#### [Quoted passage]
----------------
Taiwan: Scores trapped as video shows moment country hit by biggest earthquake in 25 years

3 April 2024, 00:24 | Updated: 3 April 2024, 20:21

More than 130 people are trapped after Taiwan's strongest earthquake in 25 years caused buildings to collapse, landslides to crash down from mountainous areas and widespread power outages.

Taiwan's earthquake monitoring agency said Wednesday morning's quake was magnitude 7.2, while the US Geological Survey put it at 7.4 and Japan's meteorological agency put it at 7.7.

Nine people have died and at least 1,011 have been injured after the quake struck in eastern Taiwan's Hualien County during morning rush hour at 7.58am local time (12.58am UK time), Taiwan's National Fire Agency (NFA) has said.

United Daily News in Taiwan reported three hikers died in rockslides in Taroko National Park and a van driver died in the same area after boulders hit the vehicle.

Meanwhile, 143 people remain trapped heading into the night - including 47 hotel staff who were travelling in four minibuses in the national park.

The authorities said earlier they had lost contact with those trapped in the minibuses after the quake downed phone networks.

There are 24 tourists trapped in the same area, and a further 64 people are stuck in the Heping mining area with seven others trapped in Hejin (Renhe) mining area, according to the NFA, as one person was stranded on the Jhu-ilu Trekking and Hiking trail.
----------------
#### [Data]
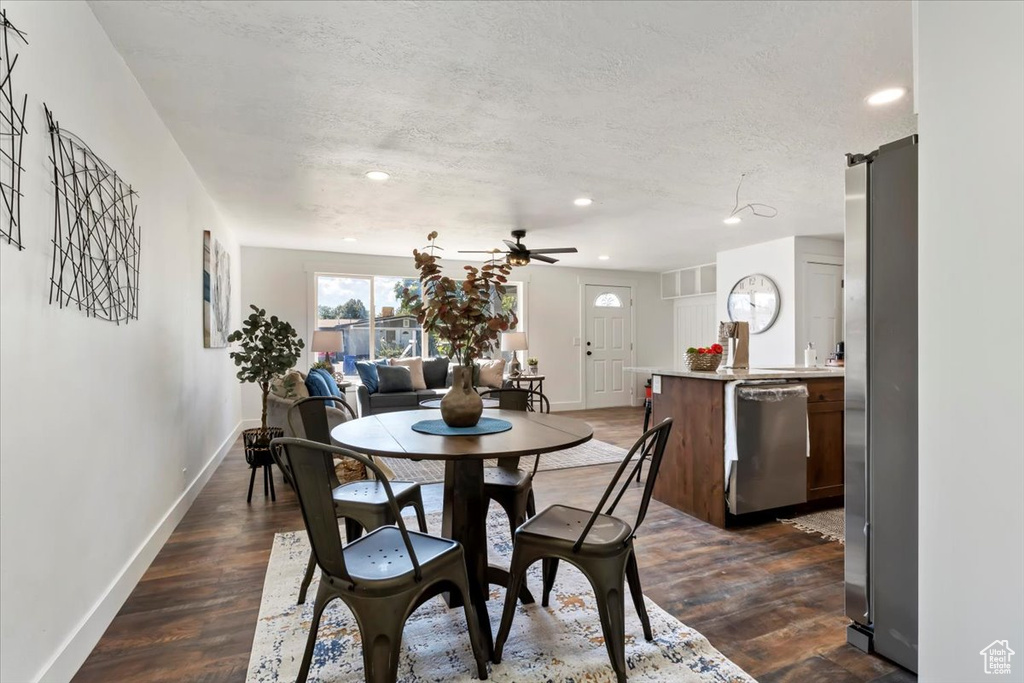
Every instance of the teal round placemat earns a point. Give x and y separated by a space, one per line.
----------------
#### [Given problem]
Pick up the Taiwan earthquake article after its final sentence and continue writing it. The data is separate material and has no connection to the Taiwan earthquake article.

#### [Reply]
It comes after 77 people who were trapped underground in the Dachingshui and Jinwen tunnels in Hualien County were rescued.

Rescue efforts have since continued well into the night after the quake and aftershocks caused 24 landslides and damage to 35 roads, bridges and tunnels.

Read more: Videos capture moment quake struck

The epicentre of the initial earthquake was about 11 miles southwest of Hualien and about 22 miles deep.

A five-storey building in Hualien was heavily damaged. The first floor collapsed, leaving the rest leaning at a 45-degree angle.

Traffic along the east coast was brought to a virtual standstill, with landslides and falling debris hitting tunnels and highways in the mountainous region.

Rocks and clouds of dust have also been seen crashing down from mountainous regions with roads and buildings situated below.

Meanwhile, buildings have been seen balanced precariously at odd angles after the initial quake.

Footage from inside a news studio has shown lights swinging around on the ceiling as the room shakes. A news presenter is seen steadying herself by holding onto a screen as she appears to report on what is happening.

Other footage shows a man in a rooftop swimming pool as the earthquake causes the water to sway from side to side.

In the capital Taipei, in the north of the island, tiles fell from the roofs of older buildings and within some newer office complexes.

It came as more than 87,000 households in Taiwan were without power, according to the island's electricity supplier.

There were also concerns that the earthquake could lead to supply chain disruption of semiconductor chips from the Taiwan Semiconductor Manufacturing Co (TSMC) - the main contract chipmaker for companies like Apple and Nvidia - after they briefly evacuated some of their factories.

Train services across Taiwan - which is home to 23 million people - were suspended, as was the metro.

The national legislature in Taipei, a converted school built before the Second World War, also had damage to walls and ceilings.

Schools evacuated their students to sports fields, equipping them with yellow safety helmets.

Some also covered themselves with textbooks to guard against falling objects as aftershocks continued.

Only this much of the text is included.